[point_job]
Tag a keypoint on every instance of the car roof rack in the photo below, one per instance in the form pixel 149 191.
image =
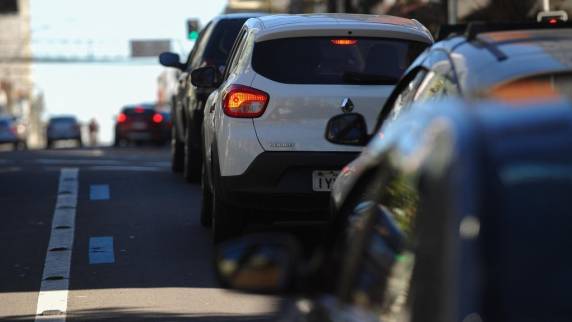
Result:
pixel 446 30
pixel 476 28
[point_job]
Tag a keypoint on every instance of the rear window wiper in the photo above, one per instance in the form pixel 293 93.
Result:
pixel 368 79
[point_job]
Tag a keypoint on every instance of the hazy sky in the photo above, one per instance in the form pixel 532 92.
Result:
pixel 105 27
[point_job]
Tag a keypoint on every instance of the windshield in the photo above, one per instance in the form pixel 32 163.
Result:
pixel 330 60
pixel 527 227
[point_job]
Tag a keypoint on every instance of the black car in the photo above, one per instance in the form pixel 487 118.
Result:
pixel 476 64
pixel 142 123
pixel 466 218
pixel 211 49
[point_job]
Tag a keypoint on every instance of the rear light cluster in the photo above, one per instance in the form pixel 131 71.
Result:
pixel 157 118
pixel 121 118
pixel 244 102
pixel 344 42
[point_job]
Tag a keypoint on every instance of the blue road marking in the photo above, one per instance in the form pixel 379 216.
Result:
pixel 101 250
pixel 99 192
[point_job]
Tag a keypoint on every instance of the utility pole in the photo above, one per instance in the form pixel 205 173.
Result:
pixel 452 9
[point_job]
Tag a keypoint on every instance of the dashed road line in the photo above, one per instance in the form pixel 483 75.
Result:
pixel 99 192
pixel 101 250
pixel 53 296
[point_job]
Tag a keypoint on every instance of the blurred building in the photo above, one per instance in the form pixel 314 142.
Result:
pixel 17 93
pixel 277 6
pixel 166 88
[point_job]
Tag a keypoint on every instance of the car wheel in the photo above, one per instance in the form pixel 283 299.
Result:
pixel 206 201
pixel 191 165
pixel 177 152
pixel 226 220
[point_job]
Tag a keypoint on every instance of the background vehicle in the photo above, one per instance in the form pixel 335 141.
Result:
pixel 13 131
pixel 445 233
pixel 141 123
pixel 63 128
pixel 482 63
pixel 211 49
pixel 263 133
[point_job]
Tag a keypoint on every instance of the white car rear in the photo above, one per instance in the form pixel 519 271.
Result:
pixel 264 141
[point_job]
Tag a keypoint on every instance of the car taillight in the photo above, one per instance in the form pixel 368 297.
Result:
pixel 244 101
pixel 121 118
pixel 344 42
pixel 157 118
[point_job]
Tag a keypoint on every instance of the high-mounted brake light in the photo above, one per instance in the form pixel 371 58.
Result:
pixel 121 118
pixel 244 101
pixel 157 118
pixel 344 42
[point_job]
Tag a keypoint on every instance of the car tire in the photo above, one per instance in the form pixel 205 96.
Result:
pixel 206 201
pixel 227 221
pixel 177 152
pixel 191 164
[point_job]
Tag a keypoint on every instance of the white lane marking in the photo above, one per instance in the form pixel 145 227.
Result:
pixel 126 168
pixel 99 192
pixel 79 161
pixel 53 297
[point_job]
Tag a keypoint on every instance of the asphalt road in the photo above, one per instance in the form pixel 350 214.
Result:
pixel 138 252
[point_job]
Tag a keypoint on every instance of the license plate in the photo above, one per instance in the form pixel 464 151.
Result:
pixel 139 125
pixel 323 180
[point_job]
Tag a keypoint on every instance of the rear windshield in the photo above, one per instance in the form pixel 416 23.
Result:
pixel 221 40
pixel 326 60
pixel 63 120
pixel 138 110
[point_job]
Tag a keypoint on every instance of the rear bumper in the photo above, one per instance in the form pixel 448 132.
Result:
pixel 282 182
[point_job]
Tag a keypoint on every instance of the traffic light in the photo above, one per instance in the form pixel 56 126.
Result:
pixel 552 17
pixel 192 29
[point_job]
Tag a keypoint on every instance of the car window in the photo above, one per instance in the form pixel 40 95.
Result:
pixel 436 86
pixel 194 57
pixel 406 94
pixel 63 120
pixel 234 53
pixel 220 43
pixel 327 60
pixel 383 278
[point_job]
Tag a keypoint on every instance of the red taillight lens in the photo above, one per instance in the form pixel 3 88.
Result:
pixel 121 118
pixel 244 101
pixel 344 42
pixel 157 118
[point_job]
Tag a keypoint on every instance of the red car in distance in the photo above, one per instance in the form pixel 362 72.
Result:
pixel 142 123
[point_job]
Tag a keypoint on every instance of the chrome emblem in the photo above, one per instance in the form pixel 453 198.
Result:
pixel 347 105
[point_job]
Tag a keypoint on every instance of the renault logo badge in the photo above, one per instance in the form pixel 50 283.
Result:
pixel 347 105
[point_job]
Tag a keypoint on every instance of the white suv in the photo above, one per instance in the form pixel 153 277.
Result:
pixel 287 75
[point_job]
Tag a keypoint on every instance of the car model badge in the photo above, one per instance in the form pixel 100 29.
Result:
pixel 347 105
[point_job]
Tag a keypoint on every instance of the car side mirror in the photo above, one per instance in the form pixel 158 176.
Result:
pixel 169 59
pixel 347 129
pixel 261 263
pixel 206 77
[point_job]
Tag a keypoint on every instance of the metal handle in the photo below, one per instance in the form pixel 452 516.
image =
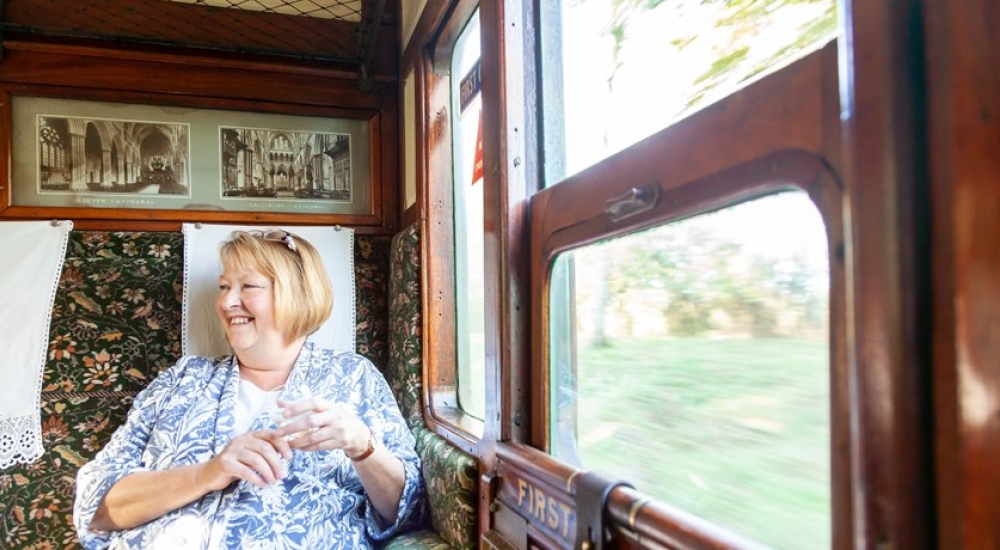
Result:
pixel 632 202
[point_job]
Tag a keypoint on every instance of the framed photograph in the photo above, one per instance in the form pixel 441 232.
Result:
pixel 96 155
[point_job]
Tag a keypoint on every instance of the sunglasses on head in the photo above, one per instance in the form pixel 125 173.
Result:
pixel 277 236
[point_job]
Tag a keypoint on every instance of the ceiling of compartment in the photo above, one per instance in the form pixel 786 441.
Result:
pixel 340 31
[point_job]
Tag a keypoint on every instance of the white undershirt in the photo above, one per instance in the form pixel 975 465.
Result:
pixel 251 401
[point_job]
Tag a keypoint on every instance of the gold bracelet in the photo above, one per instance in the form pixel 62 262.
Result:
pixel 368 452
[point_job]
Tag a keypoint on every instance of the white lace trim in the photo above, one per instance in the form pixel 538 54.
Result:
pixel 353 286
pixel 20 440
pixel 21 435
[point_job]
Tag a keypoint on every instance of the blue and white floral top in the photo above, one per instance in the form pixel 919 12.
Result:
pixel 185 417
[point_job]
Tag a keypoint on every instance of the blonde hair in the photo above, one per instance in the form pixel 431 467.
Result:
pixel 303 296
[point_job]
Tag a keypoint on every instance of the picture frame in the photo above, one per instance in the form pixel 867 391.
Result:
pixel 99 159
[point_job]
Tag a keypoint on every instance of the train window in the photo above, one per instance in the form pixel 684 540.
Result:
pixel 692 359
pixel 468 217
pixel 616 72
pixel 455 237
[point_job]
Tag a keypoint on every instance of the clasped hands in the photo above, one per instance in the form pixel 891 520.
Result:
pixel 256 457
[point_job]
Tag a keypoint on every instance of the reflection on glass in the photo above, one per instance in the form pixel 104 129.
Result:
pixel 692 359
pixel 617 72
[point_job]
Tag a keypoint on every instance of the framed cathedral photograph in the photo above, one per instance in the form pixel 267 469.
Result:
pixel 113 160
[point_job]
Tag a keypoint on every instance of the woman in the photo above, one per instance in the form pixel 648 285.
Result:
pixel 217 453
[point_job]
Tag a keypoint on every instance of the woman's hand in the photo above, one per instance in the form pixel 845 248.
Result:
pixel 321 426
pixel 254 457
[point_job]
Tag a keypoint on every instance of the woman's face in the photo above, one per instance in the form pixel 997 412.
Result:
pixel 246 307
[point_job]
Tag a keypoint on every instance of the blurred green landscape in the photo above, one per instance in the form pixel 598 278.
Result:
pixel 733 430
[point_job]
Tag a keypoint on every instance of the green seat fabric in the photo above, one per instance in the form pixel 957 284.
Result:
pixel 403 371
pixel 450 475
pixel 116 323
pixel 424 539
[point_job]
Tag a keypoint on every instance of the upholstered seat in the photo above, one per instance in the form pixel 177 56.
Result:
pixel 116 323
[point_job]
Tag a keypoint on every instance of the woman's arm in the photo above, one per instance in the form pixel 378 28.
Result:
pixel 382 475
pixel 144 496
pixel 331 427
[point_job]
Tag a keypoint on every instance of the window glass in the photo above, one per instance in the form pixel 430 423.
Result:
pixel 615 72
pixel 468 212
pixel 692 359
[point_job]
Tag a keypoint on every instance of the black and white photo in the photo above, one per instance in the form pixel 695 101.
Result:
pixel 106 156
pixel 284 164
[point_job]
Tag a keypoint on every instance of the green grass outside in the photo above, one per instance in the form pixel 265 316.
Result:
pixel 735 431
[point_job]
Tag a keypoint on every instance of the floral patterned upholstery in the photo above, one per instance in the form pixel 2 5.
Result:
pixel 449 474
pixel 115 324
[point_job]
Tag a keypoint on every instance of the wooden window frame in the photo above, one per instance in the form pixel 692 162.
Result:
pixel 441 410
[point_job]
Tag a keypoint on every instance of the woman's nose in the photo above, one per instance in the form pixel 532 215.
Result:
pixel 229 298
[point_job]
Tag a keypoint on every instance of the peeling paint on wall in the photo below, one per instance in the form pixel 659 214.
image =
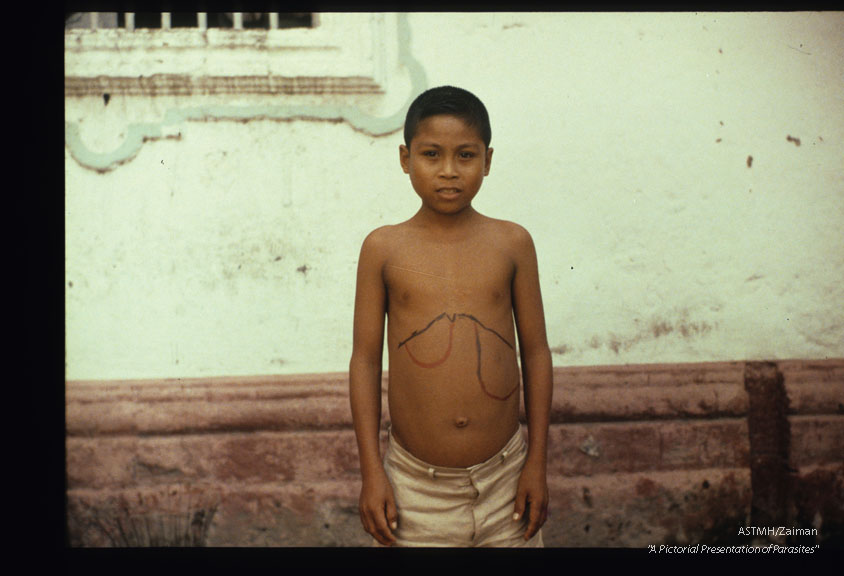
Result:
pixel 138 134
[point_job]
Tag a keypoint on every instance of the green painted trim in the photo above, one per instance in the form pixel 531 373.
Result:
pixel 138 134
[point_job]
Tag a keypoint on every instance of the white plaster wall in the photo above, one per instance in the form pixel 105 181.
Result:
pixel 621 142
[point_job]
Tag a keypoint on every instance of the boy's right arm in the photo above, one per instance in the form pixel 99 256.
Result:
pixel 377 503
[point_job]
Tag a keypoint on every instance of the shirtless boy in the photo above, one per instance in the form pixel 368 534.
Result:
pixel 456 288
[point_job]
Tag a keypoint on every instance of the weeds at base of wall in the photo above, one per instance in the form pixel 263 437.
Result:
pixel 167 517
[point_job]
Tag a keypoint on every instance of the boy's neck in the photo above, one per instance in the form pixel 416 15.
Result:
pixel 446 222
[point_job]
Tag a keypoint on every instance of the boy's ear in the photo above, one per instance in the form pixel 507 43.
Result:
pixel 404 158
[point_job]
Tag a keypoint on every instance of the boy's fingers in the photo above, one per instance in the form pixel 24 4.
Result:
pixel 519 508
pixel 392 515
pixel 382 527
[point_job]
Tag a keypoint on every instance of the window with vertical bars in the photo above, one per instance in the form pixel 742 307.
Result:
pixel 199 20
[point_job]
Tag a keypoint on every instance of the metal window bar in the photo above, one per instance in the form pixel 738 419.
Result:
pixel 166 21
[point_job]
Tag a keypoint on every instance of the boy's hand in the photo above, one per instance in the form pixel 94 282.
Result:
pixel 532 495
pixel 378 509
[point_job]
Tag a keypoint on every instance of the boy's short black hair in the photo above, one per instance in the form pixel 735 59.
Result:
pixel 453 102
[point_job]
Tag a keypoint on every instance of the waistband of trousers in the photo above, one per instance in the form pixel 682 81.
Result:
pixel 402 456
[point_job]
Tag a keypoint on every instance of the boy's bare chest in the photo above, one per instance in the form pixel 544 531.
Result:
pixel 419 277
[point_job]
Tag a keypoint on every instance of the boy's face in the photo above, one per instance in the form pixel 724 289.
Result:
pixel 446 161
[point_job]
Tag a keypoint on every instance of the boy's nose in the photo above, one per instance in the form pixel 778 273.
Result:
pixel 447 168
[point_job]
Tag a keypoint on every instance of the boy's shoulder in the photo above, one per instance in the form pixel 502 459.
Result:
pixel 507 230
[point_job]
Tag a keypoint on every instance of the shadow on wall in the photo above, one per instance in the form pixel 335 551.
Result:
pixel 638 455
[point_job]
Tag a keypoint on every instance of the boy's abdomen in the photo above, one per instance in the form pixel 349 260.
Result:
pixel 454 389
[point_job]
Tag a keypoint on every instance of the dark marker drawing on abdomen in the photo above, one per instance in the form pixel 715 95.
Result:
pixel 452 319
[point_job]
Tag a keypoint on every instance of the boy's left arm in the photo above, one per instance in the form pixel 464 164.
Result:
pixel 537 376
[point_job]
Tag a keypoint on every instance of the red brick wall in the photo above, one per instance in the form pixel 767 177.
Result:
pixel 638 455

__Problem to work on__. Starting at the line with "Tag a keypoint on every instance of the boy's abdomen", copy every line down to the last one above, exactly as written and with nothing else.

__Answer for this exercise__.
Tag a keypoint on every instance of the boy's abdomen in the photo above, one per instance in the form pixel 349 260.
Result:
pixel 454 389
[point_job]
Tag a keypoint on every instance of the dark marker drawing on abdomen in the photo above, one per instance in the form pixel 715 95.
Result:
pixel 452 319
[point_job]
Tag a keypoint on every instance of the boy's left arm in the photo above, one per instance in the form pixel 464 164.
Result:
pixel 537 376
[point_job]
Tag a keypoint on every instance of the red brick wall in the photo above, one per instance in the form pixel 767 177.
Result:
pixel 638 455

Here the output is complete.